* **Point annotation records**:
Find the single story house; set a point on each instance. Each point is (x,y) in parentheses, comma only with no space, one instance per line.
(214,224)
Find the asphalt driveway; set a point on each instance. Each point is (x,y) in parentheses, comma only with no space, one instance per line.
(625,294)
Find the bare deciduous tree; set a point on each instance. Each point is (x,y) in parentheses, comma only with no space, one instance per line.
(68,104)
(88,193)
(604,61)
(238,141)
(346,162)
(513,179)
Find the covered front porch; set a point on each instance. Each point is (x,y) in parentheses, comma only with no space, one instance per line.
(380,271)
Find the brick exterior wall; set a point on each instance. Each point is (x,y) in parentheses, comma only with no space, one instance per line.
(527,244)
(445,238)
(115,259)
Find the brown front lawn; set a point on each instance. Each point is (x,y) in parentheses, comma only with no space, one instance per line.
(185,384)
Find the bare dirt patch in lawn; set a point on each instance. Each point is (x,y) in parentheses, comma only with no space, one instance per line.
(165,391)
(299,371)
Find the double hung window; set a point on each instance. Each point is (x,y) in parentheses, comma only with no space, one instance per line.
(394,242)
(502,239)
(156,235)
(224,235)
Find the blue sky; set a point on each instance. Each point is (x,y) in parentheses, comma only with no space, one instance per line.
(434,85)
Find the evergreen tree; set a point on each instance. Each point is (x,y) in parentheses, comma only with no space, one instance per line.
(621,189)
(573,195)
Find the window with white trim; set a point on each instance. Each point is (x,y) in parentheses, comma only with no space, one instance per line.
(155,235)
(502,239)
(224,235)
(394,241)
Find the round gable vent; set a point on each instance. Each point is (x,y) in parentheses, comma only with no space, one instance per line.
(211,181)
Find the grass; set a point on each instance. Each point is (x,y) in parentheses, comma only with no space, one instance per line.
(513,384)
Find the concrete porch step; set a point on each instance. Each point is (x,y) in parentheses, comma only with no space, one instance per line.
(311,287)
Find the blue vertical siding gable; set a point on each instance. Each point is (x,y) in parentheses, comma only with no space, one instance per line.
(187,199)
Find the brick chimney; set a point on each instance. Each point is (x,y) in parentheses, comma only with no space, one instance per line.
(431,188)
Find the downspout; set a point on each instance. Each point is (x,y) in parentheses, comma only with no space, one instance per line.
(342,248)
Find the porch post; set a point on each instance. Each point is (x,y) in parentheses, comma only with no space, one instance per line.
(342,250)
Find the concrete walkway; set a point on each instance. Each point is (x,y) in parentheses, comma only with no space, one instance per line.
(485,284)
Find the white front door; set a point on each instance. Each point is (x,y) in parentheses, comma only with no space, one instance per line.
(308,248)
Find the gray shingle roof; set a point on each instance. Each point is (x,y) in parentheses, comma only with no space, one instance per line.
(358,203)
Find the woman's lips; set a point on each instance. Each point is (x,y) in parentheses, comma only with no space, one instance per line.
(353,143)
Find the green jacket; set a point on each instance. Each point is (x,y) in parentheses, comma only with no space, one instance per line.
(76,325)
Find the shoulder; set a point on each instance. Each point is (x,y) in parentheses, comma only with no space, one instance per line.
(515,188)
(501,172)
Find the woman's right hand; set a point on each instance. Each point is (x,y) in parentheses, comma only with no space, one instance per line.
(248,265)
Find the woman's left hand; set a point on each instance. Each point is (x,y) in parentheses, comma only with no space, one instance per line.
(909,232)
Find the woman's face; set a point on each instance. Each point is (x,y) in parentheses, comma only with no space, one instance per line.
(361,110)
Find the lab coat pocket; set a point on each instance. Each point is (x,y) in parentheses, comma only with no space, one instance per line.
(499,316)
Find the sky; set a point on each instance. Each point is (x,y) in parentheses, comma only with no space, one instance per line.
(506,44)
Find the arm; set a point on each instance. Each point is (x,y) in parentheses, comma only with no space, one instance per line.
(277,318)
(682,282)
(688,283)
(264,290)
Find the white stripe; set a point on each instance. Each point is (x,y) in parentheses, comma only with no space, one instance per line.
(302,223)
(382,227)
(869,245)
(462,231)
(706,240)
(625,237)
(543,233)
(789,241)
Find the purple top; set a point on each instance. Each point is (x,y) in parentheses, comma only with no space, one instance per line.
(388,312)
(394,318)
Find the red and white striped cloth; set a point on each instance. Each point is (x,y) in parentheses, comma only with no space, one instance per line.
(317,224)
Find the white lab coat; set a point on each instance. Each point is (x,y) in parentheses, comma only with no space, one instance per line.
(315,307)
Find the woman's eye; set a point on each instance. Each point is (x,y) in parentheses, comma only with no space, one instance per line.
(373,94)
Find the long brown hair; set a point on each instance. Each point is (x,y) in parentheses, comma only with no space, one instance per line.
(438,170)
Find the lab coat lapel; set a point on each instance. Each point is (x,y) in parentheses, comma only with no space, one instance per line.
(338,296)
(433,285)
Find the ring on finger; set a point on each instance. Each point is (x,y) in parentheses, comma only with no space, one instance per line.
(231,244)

* **Exercise requirements**: Transcribe the records above exactly, but only from the line that contains "Find the red" through their final line, inclusive.

* **Response to the task**:
Find the red and white striped cloth; set a point on each instance. Each point is (x,y) in parentheses, comma only with no space, one instance per line.
(317,224)
Find the white lab coat; set a point on each instance. Each point is (x,y) in parentheses, comma only with no space, one instance per line.
(315,307)
Find the woman's eye; set a point on each instance. Each point is (x,y) in parentheses, comma only with no space, one instance per line.
(373,94)
Find the long brown hair; set a point on each instance. Each point is (x,y) in parentheses, comma only with no space, one instance per line.
(438,170)
Find the lab coat lapel; set a point on each instance. Each point is (x,y) in parentheses, comma only with no space, one instance per line.
(338,296)
(433,285)
Find the ring on finger; set a point on each instance. Each point is (x,y) in parentheses, comma only with no space, one instance per line.
(231,244)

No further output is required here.